▶ [Supplied material]:
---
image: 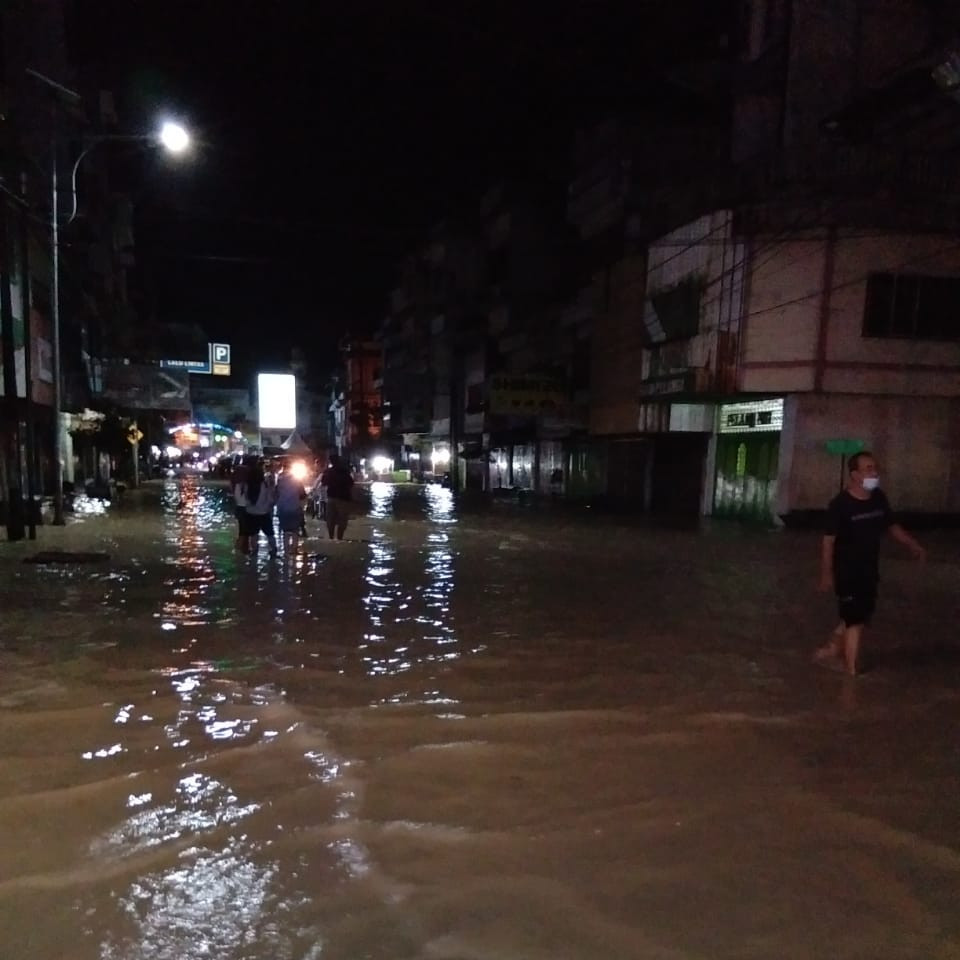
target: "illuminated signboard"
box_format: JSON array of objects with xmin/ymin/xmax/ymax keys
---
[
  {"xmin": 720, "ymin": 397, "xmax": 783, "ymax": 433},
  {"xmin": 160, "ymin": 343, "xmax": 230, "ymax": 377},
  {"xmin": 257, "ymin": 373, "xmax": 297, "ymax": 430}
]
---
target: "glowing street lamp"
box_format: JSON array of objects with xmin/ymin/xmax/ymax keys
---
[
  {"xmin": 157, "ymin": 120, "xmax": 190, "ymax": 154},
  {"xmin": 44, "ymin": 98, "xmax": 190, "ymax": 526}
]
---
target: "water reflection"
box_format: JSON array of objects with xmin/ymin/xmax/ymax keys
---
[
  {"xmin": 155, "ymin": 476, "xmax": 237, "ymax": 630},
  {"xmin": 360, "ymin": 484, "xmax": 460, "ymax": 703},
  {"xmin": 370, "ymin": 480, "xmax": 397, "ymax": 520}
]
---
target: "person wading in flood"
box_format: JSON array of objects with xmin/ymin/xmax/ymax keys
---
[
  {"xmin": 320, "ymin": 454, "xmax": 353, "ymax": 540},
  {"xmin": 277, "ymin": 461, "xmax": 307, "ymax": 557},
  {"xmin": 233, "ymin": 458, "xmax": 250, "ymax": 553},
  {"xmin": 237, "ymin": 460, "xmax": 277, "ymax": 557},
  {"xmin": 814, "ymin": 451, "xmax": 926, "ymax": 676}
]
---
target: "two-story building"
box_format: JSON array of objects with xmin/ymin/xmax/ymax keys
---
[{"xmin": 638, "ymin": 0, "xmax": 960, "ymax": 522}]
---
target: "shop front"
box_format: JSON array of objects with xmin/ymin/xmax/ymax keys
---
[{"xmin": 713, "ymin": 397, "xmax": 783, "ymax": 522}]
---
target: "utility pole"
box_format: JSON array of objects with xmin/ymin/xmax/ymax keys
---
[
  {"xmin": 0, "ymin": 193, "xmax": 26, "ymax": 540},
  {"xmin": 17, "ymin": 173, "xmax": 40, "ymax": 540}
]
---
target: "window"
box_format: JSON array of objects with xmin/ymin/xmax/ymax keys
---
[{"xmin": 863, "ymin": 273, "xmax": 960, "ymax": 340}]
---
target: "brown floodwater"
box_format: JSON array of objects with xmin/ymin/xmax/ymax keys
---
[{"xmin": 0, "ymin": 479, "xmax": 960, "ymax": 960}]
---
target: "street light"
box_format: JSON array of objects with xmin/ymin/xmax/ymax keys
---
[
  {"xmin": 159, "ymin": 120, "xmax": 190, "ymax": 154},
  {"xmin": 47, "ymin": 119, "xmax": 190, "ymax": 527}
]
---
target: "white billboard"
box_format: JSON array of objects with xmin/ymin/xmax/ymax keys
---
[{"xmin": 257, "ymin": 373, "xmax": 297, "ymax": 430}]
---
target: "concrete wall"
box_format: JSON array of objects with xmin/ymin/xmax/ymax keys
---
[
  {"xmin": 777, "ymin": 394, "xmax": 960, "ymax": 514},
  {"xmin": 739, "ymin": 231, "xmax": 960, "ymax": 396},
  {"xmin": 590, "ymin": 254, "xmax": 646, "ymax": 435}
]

▶ [Exercise objective]: How many lines in the data above contain the string "target"? Case matters, and the answer is the number alone.

▶ [The solution]: 12